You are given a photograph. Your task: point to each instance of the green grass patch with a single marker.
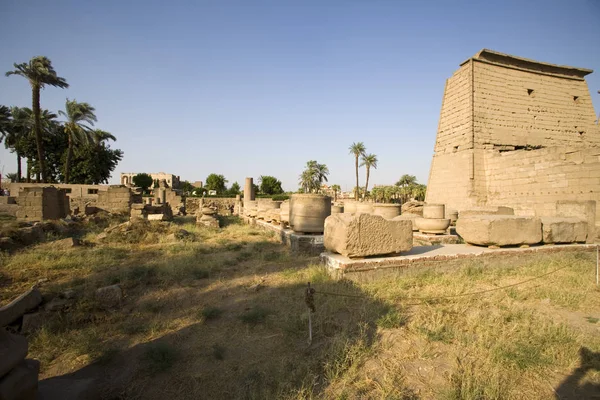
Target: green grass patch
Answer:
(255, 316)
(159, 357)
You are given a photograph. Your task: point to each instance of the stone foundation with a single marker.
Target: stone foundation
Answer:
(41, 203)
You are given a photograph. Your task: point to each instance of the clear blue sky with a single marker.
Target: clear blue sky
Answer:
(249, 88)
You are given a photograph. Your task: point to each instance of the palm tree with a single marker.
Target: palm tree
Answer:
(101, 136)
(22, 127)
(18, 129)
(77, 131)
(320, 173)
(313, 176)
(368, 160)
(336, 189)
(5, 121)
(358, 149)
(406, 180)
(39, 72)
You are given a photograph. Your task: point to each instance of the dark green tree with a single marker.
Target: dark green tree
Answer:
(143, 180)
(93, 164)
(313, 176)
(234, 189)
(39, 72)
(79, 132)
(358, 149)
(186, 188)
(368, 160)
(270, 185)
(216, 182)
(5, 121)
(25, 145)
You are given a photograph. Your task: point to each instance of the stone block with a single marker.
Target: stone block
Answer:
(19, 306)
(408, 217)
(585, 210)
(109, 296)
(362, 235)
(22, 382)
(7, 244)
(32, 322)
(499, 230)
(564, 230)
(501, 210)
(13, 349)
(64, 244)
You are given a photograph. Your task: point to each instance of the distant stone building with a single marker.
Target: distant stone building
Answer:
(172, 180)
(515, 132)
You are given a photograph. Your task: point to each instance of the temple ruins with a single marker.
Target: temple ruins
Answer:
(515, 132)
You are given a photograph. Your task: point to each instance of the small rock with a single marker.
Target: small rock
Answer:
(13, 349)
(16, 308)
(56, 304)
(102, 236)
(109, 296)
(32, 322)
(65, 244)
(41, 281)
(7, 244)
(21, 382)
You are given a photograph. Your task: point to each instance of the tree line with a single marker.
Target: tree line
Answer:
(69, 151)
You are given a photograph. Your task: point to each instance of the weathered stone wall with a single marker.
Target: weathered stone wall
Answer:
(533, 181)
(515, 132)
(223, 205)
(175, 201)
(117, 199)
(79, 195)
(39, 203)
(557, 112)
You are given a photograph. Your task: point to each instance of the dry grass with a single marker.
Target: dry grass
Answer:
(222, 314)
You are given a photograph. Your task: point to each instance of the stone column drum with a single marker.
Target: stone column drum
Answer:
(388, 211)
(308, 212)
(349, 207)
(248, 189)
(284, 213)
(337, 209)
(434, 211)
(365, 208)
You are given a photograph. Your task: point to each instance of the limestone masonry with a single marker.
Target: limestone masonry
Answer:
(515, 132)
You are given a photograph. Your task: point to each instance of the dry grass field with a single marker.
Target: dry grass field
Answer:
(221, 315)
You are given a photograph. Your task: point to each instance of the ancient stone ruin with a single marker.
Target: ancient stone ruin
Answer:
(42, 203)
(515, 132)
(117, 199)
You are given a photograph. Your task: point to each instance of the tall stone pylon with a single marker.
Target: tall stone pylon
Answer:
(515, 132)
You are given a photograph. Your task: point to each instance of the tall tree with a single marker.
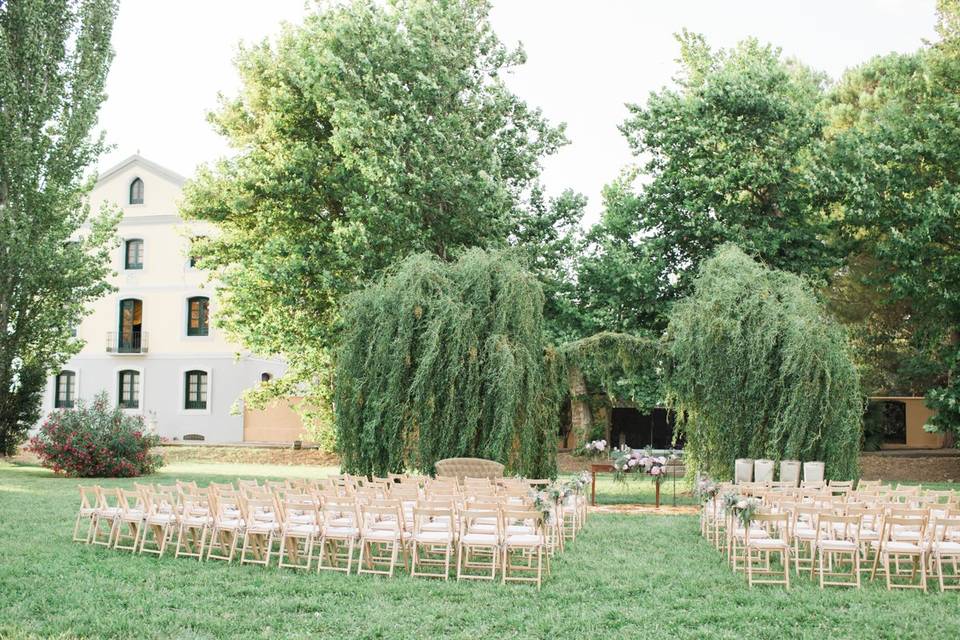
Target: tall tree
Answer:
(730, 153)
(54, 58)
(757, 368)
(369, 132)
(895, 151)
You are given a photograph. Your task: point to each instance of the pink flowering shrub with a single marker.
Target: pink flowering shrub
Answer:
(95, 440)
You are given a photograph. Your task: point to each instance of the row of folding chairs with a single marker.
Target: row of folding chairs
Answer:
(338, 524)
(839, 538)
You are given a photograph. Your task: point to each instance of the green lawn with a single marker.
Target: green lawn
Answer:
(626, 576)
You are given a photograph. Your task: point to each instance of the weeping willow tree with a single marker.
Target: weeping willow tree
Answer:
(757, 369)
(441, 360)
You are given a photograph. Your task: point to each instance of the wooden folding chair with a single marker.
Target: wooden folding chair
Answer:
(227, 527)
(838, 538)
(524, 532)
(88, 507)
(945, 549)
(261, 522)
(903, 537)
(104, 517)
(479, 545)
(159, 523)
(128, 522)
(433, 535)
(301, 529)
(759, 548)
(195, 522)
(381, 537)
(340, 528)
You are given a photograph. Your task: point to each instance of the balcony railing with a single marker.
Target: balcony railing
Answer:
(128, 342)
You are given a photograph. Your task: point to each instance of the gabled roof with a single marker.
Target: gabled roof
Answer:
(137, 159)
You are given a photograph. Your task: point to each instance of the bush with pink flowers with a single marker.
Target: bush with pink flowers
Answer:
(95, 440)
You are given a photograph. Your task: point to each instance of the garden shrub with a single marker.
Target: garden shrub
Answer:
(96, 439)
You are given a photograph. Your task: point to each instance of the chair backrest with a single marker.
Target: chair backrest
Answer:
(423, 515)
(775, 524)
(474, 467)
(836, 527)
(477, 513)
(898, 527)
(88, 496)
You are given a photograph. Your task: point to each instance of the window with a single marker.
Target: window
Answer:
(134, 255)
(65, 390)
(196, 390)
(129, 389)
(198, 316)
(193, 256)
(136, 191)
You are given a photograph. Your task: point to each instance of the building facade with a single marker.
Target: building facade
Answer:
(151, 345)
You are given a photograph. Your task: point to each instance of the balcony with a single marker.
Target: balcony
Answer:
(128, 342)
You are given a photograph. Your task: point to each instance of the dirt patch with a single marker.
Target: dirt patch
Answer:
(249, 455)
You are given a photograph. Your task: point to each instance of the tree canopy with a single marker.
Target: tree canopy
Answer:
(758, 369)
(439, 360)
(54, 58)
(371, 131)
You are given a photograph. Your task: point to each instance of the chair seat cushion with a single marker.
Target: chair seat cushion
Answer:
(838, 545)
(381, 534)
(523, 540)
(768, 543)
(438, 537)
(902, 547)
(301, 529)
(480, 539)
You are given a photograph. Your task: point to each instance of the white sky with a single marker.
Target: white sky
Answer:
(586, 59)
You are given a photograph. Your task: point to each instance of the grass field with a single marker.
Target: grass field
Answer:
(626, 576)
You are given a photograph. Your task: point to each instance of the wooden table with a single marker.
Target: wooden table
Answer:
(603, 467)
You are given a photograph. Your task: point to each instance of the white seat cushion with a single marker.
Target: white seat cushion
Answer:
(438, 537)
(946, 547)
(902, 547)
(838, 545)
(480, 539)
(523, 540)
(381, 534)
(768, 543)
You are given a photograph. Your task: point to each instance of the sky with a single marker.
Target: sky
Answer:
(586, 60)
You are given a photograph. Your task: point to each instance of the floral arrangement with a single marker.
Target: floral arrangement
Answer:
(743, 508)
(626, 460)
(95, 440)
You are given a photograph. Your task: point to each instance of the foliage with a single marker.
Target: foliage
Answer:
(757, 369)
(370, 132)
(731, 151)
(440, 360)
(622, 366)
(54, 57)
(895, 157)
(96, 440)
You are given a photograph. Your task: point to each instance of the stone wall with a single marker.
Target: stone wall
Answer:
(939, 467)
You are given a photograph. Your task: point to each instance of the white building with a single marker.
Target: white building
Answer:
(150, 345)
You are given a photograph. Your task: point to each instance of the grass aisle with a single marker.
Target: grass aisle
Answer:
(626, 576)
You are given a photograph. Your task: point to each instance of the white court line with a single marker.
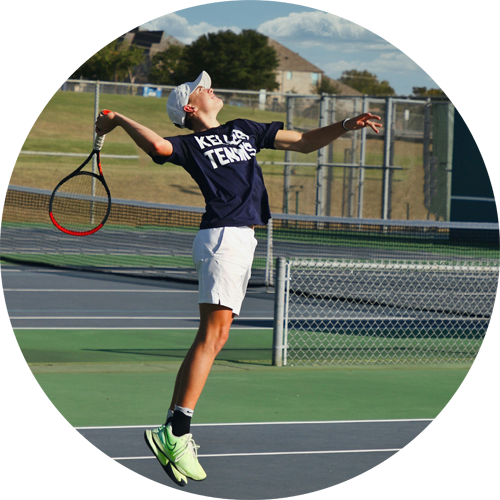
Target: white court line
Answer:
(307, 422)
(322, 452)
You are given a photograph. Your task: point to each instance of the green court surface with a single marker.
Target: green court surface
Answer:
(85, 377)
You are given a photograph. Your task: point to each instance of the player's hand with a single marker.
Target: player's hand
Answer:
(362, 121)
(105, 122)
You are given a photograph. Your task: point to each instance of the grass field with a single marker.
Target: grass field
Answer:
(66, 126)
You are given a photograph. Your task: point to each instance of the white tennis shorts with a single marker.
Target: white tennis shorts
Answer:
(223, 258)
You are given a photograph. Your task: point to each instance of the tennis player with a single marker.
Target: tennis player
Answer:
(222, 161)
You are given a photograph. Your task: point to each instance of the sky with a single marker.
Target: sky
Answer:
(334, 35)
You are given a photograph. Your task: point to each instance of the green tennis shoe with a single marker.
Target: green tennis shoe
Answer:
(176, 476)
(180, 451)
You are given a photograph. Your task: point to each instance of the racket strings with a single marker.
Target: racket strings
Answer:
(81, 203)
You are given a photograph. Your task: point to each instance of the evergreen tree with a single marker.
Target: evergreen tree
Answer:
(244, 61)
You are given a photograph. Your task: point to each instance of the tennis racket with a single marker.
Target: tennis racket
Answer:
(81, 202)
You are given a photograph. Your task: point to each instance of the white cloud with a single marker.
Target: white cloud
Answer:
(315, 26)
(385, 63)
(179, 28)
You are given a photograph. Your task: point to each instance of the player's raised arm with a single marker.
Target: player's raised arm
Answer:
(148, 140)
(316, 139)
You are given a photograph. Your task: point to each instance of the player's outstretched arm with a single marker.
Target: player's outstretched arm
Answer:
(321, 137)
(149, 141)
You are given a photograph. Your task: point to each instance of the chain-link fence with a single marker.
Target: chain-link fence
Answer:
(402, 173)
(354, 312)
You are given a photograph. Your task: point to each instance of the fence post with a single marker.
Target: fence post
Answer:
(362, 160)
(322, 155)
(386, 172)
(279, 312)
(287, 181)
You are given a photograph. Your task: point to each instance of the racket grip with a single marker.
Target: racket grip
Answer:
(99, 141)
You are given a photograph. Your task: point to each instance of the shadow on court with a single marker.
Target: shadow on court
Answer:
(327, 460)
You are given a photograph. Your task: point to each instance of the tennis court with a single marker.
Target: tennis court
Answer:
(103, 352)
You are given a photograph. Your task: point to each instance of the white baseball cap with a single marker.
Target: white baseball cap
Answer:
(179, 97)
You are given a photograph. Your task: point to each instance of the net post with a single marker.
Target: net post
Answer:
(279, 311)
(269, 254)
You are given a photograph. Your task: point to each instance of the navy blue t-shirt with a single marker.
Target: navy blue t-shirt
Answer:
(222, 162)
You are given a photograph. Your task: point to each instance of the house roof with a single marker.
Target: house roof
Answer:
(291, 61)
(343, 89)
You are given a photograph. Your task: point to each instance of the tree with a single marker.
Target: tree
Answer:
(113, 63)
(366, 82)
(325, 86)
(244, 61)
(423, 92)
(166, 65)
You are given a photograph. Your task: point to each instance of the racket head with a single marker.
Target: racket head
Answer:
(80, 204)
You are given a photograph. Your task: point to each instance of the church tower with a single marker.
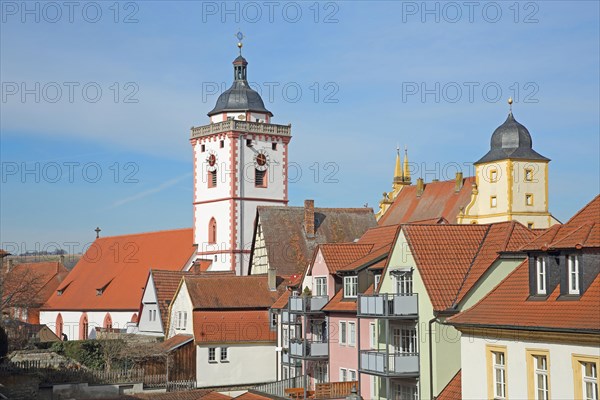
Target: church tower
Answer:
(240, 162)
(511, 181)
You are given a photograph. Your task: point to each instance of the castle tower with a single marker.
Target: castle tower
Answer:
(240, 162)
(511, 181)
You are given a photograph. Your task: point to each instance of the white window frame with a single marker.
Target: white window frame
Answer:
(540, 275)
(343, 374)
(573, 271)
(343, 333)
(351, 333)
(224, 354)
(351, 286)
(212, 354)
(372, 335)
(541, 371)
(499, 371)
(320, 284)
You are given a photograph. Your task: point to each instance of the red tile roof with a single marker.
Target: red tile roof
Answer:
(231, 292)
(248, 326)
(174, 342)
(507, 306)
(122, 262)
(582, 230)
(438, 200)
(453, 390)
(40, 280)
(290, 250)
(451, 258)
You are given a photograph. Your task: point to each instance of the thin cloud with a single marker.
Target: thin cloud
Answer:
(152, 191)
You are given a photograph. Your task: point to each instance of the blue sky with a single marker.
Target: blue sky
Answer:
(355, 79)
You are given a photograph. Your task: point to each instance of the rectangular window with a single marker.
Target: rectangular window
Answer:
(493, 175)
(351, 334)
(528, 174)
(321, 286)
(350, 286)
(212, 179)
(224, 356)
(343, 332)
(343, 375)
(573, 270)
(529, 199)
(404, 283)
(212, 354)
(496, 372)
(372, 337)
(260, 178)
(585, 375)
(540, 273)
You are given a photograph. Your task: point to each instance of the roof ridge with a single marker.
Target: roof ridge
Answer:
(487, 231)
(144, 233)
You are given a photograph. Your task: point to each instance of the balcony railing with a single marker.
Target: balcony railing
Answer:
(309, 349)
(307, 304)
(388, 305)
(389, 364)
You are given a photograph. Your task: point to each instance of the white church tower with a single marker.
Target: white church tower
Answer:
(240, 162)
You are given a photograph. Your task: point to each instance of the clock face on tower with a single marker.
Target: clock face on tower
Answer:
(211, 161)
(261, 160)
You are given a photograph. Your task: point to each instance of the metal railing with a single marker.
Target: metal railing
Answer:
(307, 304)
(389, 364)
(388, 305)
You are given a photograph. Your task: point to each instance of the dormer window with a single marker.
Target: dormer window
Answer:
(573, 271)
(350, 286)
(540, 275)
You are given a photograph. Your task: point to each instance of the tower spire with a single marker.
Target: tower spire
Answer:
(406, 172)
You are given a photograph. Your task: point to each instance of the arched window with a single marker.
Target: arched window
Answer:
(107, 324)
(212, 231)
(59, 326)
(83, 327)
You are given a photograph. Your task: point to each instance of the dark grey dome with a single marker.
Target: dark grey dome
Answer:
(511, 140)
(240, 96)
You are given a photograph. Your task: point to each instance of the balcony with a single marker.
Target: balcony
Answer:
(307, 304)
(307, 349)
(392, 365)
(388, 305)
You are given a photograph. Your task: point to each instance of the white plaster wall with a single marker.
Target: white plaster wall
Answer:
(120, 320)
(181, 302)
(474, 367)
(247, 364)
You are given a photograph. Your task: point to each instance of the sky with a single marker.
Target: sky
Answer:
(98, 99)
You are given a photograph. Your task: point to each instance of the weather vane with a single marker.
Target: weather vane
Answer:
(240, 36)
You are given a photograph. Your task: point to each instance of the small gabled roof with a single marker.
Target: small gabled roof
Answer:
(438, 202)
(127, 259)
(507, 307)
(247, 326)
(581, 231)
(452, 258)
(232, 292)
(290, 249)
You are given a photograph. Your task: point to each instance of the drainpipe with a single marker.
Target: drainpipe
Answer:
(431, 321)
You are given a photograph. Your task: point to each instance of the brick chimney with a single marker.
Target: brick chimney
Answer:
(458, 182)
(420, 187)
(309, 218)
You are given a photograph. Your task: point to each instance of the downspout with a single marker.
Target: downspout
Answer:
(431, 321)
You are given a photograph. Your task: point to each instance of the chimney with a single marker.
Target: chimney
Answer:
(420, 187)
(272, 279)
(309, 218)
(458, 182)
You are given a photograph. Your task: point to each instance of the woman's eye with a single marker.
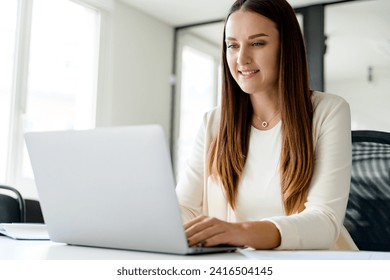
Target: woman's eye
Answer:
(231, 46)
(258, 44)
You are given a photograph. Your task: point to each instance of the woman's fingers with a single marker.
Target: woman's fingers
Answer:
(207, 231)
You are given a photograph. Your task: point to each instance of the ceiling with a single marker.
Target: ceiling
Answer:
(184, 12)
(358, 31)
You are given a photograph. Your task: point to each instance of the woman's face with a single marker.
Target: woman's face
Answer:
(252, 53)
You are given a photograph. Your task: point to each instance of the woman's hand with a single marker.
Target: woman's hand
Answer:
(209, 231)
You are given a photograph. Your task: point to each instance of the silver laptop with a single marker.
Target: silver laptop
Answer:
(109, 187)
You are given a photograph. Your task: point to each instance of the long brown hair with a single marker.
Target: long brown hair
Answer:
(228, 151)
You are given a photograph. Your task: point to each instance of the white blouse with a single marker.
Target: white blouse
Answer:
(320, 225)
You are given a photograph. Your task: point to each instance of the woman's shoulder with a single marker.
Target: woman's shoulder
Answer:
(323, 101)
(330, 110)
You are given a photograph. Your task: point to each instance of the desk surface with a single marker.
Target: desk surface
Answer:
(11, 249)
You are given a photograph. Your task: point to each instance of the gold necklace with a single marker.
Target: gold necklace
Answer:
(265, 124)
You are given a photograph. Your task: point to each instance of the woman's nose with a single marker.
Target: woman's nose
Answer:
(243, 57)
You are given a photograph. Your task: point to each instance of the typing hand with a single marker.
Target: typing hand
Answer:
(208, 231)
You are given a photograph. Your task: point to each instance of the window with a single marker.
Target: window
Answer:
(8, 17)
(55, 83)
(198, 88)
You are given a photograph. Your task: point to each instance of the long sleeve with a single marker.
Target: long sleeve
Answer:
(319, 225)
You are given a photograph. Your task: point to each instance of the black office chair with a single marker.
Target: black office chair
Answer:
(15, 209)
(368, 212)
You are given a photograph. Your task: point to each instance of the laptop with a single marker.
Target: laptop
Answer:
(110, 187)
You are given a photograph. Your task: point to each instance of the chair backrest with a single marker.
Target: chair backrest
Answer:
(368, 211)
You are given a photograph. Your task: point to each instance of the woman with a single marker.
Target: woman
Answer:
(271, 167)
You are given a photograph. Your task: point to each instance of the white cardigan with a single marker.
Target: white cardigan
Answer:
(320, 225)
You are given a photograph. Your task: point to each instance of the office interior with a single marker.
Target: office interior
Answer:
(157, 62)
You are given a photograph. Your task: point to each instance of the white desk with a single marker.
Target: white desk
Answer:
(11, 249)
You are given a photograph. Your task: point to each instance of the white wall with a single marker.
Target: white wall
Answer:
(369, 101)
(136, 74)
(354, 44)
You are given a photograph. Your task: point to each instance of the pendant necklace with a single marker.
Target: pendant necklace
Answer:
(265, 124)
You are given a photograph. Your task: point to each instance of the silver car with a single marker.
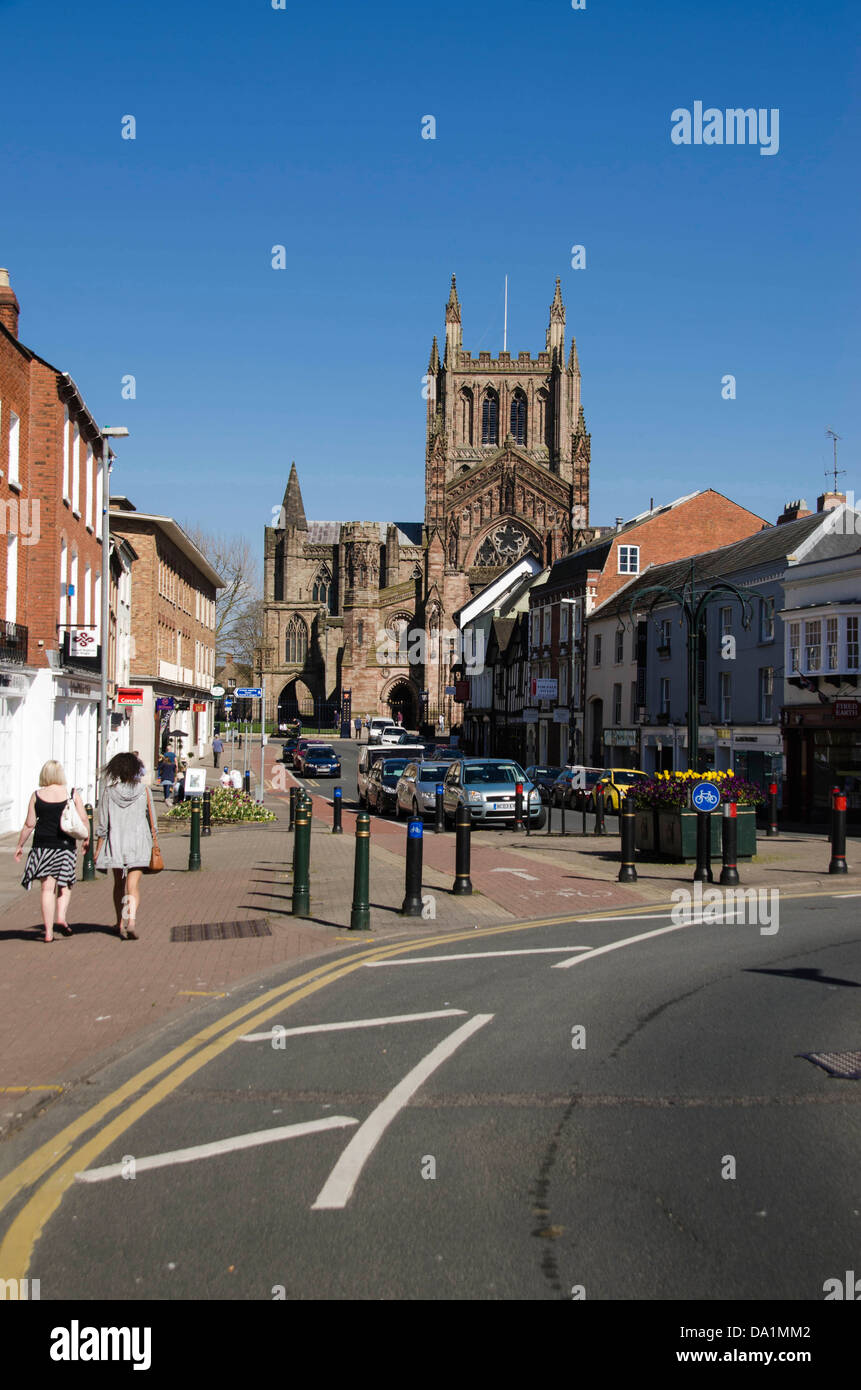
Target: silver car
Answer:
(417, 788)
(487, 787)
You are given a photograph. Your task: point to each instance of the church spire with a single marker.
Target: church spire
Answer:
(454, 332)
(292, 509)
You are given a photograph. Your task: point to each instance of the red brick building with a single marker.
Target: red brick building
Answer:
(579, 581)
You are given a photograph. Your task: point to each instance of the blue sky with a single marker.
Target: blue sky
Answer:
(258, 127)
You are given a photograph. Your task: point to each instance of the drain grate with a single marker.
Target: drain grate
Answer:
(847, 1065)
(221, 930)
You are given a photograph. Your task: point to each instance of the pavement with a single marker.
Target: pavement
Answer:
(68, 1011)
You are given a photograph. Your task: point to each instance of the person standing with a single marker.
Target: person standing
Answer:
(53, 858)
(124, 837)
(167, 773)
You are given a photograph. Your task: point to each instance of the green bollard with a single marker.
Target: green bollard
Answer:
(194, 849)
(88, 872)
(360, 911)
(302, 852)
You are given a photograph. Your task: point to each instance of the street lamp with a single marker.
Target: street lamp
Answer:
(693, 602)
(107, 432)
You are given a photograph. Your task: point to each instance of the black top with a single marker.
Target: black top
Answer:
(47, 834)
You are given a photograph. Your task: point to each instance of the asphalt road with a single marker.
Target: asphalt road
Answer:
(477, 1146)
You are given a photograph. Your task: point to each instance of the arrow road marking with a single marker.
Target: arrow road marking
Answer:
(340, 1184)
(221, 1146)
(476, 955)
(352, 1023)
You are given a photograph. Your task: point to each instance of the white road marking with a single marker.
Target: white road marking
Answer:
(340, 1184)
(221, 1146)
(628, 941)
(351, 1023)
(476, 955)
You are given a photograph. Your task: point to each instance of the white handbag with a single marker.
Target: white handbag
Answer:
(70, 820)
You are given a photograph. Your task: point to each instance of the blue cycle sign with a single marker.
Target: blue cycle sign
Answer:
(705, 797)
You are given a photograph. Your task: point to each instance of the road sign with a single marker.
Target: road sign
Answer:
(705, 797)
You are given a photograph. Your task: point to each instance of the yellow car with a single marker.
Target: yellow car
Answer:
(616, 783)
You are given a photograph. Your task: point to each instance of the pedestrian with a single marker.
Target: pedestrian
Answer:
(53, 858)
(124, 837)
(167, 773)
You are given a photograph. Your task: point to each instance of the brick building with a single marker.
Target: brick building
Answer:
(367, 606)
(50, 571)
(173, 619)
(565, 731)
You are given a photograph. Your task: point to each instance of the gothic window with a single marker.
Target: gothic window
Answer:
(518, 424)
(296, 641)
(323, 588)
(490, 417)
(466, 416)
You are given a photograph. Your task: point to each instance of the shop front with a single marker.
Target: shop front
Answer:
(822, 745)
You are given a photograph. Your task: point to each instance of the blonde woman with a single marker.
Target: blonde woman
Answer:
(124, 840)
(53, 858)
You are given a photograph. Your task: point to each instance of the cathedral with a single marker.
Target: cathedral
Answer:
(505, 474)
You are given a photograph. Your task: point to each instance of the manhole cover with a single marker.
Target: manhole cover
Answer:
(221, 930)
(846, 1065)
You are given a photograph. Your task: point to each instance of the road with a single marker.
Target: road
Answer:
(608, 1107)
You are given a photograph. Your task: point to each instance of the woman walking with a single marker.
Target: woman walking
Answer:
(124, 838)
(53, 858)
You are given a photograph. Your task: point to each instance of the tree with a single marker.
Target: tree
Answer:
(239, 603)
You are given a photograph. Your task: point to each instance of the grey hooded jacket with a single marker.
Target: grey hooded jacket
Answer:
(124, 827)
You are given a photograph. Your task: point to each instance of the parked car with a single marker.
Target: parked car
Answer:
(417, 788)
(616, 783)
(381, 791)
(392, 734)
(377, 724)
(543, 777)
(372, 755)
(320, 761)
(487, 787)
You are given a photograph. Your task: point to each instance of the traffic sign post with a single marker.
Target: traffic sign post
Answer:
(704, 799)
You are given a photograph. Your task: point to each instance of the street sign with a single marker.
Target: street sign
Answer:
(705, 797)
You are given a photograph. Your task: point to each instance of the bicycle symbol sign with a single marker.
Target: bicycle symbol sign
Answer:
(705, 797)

Work order: When the line with "Target: building facade" is reached in the data above, start copying there, and copy each line exactly until the line with "chair seat cushion with a single marker." has been copied; copy nothing else.

Solution:
Target: building facade
Answer:
(151, 345)
You are given a photograph. Your task: point to each instance of the balcony with a single marker.
Target: balcony
Answer:
(128, 342)
You are given a photograph. Your task: point to each instance of the dirt patch with a single marker.
Target: dirt patch
Answer:
(249, 455)
You are given a photograph. Your task: point to each instance of the tree canopy with a single marker.
Target: tree canopy
Answer:
(758, 369)
(439, 360)
(54, 58)
(371, 131)
You are given a photograph. Your task: point to each instance of the chair seat cushion with a single marker.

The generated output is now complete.